*Your goal:*
From the items below, pull out each line that contains the string "sitting". Case counts.

*Data supplied:*
____

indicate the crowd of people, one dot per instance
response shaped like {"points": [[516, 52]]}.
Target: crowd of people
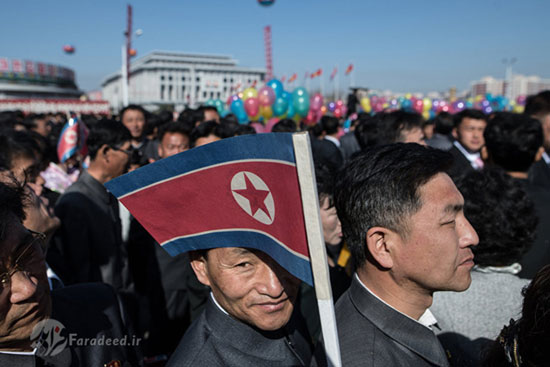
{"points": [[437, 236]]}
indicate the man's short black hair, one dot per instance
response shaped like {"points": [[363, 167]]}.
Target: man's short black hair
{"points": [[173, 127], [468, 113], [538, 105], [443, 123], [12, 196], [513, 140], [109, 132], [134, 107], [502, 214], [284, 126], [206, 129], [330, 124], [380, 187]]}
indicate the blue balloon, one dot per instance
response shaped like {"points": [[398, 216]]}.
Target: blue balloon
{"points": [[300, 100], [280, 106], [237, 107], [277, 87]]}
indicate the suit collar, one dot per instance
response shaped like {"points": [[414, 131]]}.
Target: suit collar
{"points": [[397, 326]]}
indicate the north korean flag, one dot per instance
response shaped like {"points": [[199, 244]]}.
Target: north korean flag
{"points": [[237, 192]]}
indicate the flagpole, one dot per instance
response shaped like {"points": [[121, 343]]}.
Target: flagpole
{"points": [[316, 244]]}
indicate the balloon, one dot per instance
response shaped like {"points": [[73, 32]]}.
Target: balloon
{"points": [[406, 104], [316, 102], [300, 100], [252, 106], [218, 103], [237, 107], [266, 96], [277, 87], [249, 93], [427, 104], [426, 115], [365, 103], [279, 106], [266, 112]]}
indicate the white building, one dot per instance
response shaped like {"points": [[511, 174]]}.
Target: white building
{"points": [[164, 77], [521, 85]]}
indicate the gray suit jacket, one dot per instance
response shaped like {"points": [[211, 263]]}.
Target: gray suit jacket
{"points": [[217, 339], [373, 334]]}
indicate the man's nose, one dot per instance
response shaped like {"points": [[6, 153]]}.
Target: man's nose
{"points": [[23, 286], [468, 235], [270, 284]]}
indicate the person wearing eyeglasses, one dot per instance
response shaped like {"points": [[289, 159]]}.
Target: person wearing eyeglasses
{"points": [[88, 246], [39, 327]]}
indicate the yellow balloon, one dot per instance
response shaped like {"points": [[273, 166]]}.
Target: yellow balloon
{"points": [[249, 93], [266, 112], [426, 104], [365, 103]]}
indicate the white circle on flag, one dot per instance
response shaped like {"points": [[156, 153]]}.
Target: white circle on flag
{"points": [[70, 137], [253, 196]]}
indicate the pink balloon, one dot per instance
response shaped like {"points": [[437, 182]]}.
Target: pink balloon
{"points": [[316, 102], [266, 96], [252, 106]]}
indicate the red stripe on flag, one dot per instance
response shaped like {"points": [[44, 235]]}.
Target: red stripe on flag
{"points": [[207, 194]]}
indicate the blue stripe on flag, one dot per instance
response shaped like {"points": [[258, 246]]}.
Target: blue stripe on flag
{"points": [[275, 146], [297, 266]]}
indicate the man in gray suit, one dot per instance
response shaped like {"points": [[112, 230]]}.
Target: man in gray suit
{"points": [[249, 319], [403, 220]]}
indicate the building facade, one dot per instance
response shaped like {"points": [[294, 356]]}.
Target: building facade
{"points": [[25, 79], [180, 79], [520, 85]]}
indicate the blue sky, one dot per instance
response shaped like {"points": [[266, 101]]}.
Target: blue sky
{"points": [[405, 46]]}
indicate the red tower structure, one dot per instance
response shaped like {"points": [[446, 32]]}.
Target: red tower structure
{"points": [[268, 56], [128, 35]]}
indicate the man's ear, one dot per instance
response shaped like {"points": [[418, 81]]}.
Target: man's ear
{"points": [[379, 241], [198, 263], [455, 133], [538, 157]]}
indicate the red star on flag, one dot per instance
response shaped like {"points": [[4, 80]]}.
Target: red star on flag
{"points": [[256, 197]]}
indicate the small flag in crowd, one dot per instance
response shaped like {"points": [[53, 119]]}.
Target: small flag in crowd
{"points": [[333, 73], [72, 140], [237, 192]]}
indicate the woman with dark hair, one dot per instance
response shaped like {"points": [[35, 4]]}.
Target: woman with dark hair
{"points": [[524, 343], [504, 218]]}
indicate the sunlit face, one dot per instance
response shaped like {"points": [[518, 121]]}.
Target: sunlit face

____

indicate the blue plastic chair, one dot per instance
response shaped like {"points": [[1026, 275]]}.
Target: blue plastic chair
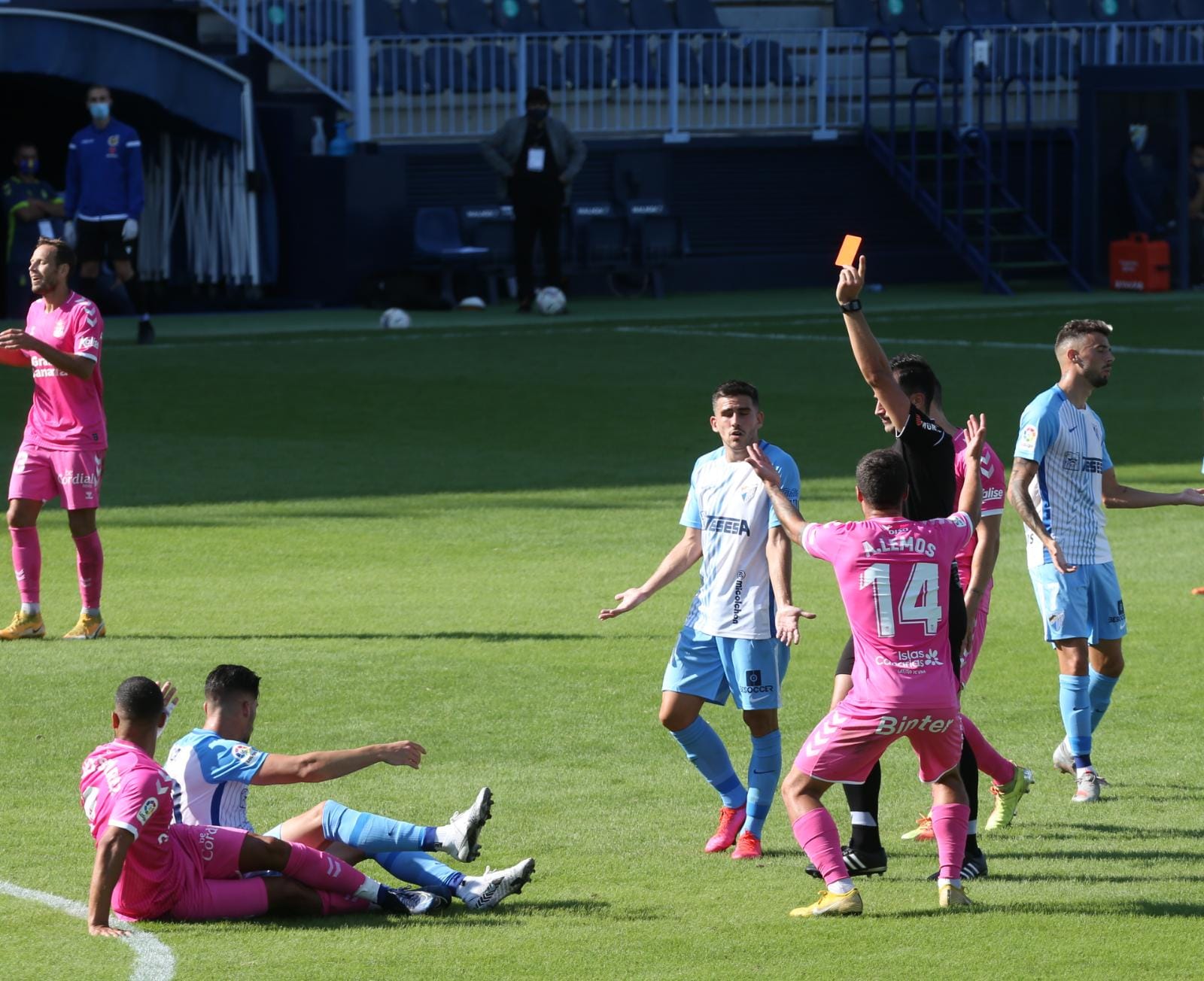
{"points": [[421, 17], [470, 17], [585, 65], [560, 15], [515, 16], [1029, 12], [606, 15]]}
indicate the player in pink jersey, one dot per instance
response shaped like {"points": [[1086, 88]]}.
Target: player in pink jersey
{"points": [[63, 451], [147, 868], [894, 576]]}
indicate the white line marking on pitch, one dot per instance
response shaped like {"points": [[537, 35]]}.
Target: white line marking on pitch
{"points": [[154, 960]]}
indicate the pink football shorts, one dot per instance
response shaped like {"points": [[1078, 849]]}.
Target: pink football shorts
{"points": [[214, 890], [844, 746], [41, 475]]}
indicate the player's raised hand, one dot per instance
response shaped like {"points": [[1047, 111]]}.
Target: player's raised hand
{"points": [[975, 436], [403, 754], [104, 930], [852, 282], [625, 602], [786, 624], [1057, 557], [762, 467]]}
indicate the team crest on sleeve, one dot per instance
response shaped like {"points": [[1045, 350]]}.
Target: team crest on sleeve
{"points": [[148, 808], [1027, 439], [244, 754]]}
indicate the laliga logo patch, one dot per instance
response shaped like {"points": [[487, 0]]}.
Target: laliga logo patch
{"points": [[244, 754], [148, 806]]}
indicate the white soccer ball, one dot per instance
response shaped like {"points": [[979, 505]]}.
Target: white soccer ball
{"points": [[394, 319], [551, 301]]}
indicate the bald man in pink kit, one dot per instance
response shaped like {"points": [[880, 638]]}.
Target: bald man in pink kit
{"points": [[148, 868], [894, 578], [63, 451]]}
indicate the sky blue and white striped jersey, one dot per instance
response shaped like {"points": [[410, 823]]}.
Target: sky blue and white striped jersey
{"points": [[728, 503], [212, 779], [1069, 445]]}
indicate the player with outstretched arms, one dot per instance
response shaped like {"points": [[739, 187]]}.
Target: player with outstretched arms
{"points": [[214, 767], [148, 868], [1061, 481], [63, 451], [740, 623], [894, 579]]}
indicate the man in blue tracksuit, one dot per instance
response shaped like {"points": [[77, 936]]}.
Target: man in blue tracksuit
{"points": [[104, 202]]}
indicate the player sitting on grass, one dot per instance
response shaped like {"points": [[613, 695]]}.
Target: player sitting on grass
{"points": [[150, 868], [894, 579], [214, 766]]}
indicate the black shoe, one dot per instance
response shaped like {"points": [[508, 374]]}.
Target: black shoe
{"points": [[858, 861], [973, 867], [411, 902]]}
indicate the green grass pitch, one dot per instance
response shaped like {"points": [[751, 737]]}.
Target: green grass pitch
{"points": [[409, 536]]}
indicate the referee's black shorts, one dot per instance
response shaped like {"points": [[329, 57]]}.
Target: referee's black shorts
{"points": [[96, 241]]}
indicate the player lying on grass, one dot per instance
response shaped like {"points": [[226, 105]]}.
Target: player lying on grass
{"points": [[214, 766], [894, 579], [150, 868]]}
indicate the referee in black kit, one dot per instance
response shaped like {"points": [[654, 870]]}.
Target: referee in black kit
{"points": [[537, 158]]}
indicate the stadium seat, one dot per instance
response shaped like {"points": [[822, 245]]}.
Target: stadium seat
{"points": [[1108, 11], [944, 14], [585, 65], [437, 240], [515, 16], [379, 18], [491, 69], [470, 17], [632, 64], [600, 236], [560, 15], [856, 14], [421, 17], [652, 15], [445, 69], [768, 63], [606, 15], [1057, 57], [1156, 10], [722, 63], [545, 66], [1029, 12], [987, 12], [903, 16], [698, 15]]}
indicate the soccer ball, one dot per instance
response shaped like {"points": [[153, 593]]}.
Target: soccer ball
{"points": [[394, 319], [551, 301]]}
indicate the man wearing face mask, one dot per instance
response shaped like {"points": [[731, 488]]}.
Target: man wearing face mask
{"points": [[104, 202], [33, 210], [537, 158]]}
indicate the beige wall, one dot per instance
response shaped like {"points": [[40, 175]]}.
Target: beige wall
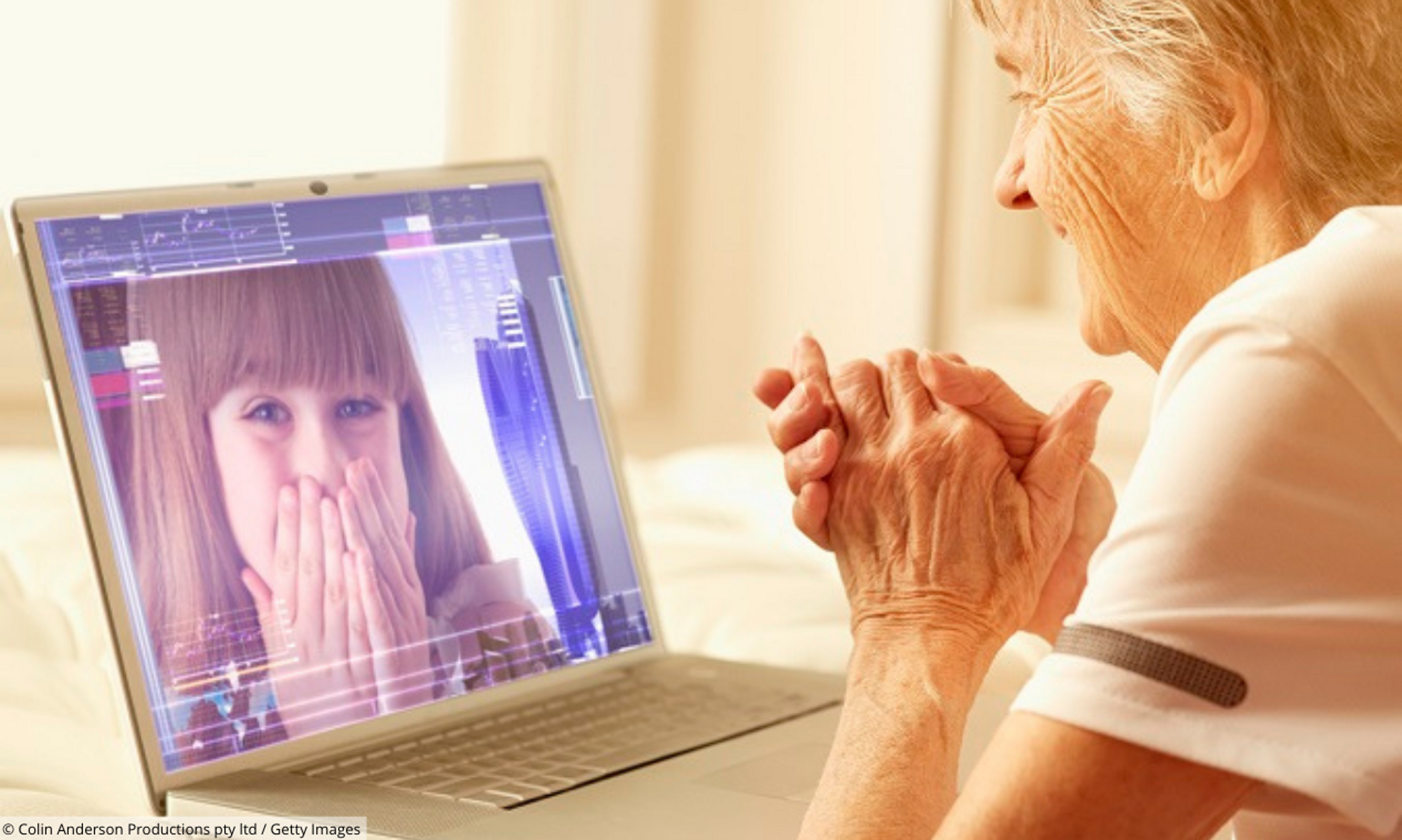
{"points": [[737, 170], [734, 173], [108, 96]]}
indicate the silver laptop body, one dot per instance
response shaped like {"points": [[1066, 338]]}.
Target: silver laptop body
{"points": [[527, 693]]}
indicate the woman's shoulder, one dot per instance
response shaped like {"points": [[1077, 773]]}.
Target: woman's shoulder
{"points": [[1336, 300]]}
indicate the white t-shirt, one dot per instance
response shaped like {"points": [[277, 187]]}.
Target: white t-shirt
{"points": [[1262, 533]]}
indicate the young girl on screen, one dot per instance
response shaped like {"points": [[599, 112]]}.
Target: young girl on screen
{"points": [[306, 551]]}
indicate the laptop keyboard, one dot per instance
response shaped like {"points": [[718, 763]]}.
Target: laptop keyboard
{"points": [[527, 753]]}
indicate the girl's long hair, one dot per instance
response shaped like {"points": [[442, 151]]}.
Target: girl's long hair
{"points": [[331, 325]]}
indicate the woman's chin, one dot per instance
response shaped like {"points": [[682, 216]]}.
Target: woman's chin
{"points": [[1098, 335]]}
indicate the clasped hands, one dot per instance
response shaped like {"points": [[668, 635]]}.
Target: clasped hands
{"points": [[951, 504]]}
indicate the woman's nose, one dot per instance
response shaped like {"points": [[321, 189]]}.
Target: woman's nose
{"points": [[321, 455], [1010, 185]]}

____

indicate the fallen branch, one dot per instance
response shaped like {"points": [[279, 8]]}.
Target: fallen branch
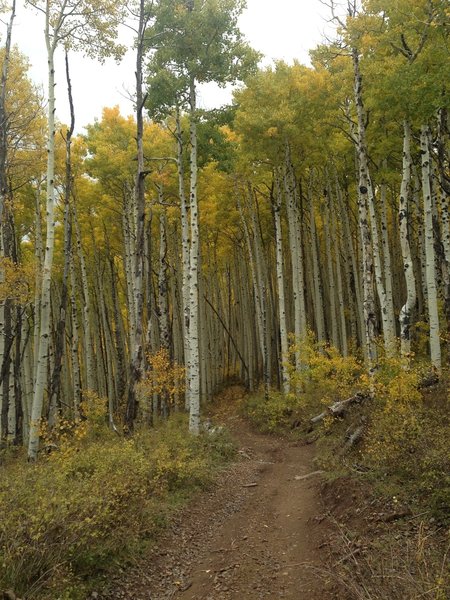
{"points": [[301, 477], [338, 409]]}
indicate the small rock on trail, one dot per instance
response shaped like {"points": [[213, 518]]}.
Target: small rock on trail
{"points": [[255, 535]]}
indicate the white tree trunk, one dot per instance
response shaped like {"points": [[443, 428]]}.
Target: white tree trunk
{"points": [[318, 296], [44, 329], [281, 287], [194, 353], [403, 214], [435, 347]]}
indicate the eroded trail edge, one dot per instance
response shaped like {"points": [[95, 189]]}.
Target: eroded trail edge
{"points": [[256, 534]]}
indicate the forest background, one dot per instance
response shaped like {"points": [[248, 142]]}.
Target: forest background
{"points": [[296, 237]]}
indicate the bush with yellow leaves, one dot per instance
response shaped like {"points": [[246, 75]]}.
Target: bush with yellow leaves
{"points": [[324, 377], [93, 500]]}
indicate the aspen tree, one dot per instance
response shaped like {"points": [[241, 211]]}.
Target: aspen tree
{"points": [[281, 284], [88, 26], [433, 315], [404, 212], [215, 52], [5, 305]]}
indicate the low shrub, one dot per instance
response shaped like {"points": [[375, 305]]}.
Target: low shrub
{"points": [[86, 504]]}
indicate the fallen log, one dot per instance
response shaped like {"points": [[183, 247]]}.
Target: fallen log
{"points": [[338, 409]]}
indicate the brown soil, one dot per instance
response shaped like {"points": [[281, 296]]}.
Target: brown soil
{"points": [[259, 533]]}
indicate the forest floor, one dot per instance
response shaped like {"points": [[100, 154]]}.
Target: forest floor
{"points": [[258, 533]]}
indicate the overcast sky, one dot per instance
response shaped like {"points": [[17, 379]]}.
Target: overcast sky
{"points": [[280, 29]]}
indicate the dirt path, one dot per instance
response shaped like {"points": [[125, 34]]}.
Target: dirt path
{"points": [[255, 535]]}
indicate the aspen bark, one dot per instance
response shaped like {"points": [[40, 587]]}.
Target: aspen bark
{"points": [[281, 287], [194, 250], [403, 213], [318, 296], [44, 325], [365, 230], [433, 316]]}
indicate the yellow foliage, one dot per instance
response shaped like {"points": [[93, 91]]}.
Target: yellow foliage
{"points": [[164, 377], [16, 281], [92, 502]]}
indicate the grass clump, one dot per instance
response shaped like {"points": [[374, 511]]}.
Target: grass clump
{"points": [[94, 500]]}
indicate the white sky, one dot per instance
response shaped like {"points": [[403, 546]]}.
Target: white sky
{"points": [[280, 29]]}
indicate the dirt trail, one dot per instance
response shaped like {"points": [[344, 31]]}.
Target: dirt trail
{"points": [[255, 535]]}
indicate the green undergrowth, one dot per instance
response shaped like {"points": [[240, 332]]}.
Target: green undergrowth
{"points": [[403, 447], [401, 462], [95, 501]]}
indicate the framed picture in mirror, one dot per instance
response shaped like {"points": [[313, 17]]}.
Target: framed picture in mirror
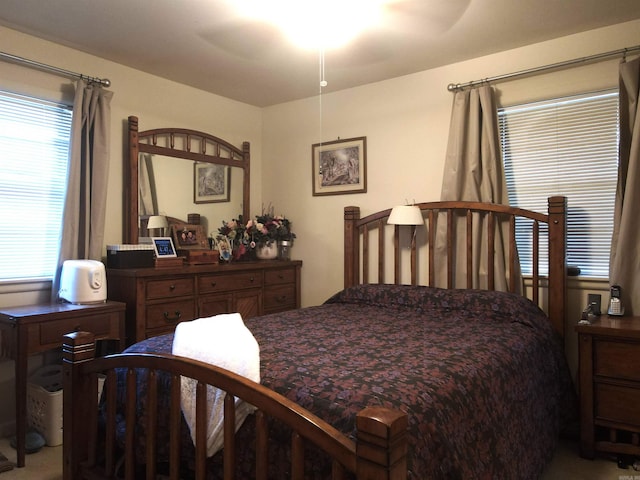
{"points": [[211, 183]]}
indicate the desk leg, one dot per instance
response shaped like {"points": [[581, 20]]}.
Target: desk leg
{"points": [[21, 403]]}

____

*Solved exercise:*
indicate the player sitting on grass, one dot per instance
Target: player sitting on grass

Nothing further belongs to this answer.